Written task: Reproduce the listing below with every occurrence of "drop one pin" replaced by "place one marker" and all other text unchanged. Leave the pictures out of your answer.
● ● ● ● ● ● ●
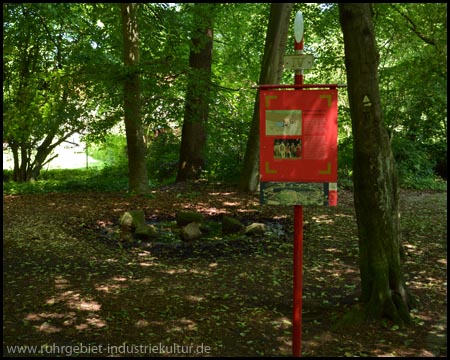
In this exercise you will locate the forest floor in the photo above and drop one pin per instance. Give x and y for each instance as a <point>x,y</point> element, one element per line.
<point>67,291</point>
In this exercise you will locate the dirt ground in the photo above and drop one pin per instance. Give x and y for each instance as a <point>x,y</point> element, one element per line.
<point>68,292</point>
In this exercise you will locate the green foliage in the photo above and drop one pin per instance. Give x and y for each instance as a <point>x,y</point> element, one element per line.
<point>162,157</point>
<point>415,165</point>
<point>66,73</point>
<point>111,151</point>
<point>72,180</point>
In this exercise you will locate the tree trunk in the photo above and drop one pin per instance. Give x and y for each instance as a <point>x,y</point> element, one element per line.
<point>375,180</point>
<point>194,133</point>
<point>271,72</point>
<point>137,167</point>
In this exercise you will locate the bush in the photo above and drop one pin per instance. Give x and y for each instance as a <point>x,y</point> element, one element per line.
<point>415,165</point>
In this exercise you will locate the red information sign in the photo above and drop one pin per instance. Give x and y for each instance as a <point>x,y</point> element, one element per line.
<point>298,143</point>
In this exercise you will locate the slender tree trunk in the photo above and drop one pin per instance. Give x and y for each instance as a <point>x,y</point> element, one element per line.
<point>194,133</point>
<point>138,182</point>
<point>375,180</point>
<point>271,72</point>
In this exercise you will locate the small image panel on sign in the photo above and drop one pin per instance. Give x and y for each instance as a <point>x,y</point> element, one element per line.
<point>287,149</point>
<point>283,122</point>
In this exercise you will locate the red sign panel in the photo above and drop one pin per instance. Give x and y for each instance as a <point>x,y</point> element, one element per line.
<point>298,135</point>
<point>298,147</point>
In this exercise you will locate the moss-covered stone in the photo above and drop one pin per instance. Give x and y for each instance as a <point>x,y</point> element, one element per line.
<point>231,225</point>
<point>132,219</point>
<point>186,217</point>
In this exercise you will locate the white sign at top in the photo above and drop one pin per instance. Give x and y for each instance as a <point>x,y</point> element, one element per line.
<point>298,26</point>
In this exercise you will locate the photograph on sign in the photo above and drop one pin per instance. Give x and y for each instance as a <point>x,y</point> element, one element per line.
<point>287,149</point>
<point>283,122</point>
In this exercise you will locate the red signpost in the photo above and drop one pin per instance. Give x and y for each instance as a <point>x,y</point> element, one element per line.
<point>298,223</point>
<point>298,154</point>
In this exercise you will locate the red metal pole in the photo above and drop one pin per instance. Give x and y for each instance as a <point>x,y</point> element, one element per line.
<point>298,281</point>
<point>298,250</point>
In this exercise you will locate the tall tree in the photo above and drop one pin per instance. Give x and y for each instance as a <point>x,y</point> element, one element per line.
<point>271,72</point>
<point>45,100</point>
<point>384,292</point>
<point>194,134</point>
<point>137,168</point>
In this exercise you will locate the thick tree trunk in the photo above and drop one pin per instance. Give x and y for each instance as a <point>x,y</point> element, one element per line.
<point>194,133</point>
<point>271,72</point>
<point>137,167</point>
<point>375,181</point>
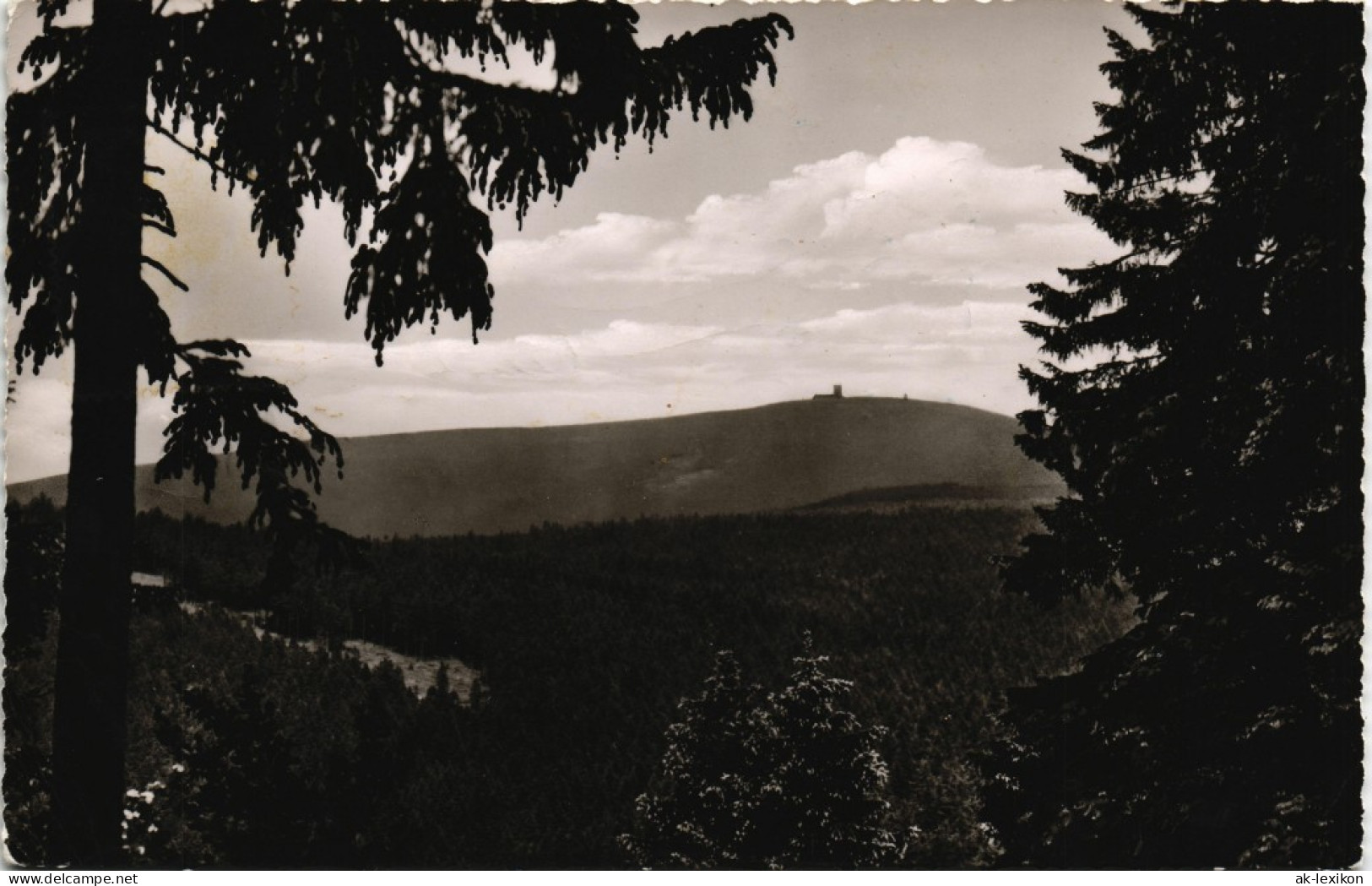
● ● ● ● ● ● ●
Task result:
In this exercise you will locate the forest floor in the photo above and place one marker per instance. Give x and y for each instance as a <point>x,y</point> element, one element per line.
<point>67,291</point>
In this exercise you will locate the dirt ground in the photo above and place one marker per instance. Give x and y for each instance as a <point>x,y</point> element, one element per line.
<point>68,292</point>
In this exercise you will locate the green foliage in the photo above and place one marker per instance. Give x and y for each instance as a <point>x,y</point> element, one element per line.
<point>162,157</point>
<point>415,165</point>
<point>66,73</point>
<point>111,151</point>
<point>72,180</point>
In this exercise you will locate the tree trunk in the photo above and place one marker per instance. Give x and y for each instance as a <point>x,y</point> element, one element per line.
<point>375,180</point>
<point>194,133</point>
<point>271,72</point>
<point>137,167</point>
In this exercise you will locate the bush in the photo above and place one marker per instance. Give x and y for each instance as a <point>x,y</point> element, one element per line.
<point>415,165</point>
In this exercise you will locate the red information sign in the photo above and place one marker per instance. Give x and y for each instance as a <point>x,y</point> element, one element per line.
<point>298,143</point>
In this exercise you will locate the slender tree trunk in the photo above and place one marker per instance. Give x and y for each instance as a <point>x,y</point> element, one element per line.
<point>194,133</point>
<point>138,182</point>
<point>375,180</point>
<point>271,72</point>
In this exercise you will locate the small image panel on sign in the photo above and place one marker per instance. Give x and y for each instance as a <point>x,y</point> element, one element per line.
<point>287,149</point>
<point>283,122</point>
In this exercise you will locate the red sign panel in the photo above and place one marker per instance. Give x and y for each instance as a <point>x,y</point> element, one element per line.
<point>298,135</point>
<point>298,147</point>
In this exercise you will locate the moss-covered stone in the photo above and place one marker per instance. Give x and y for each instance as a <point>x,y</point> element, one element per line.
<point>231,225</point>
<point>132,219</point>
<point>186,217</point>
In this exercise you will locate the white sign at top in the photo above and place one marker per instance. Give x and y for each instance as a <point>x,y</point> element, one element per line.
<point>298,26</point>
In this exercise you will locate the photograph on sign in the photo above and place one marker per instance. Give x and y for each instance as a <point>x,y</point> element, one element per line.
<point>287,149</point>
<point>283,122</point>
In this exercise you will locate the red signpost in the photo above and place one marker per instance. Give x and y for each instance as a <point>x,y</point> element, one element per line.
<point>298,223</point>
<point>298,154</point>
In this exercise you will locate the red metal pole in the photo above and place one marker per instance. Give x and y for each instance as a <point>x,y</point> element, one element per line.
<point>298,281</point>
<point>298,250</point>
In this exercise you will locate the tall tree in the photo above and place one marker per instance. Give x and y for each instance as a <point>x,y</point> element, one element per line.
<point>271,72</point>
<point>45,100</point>
<point>384,292</point>
<point>194,134</point>
<point>137,168</point>
In this exercise you will locate the thick tree trunk in the photo above and place one marker per instance. Give x and y for each instance as a <point>x,y</point> element, one element per line.
<point>194,133</point>
<point>271,72</point>
<point>137,167</point>
<point>375,181</point>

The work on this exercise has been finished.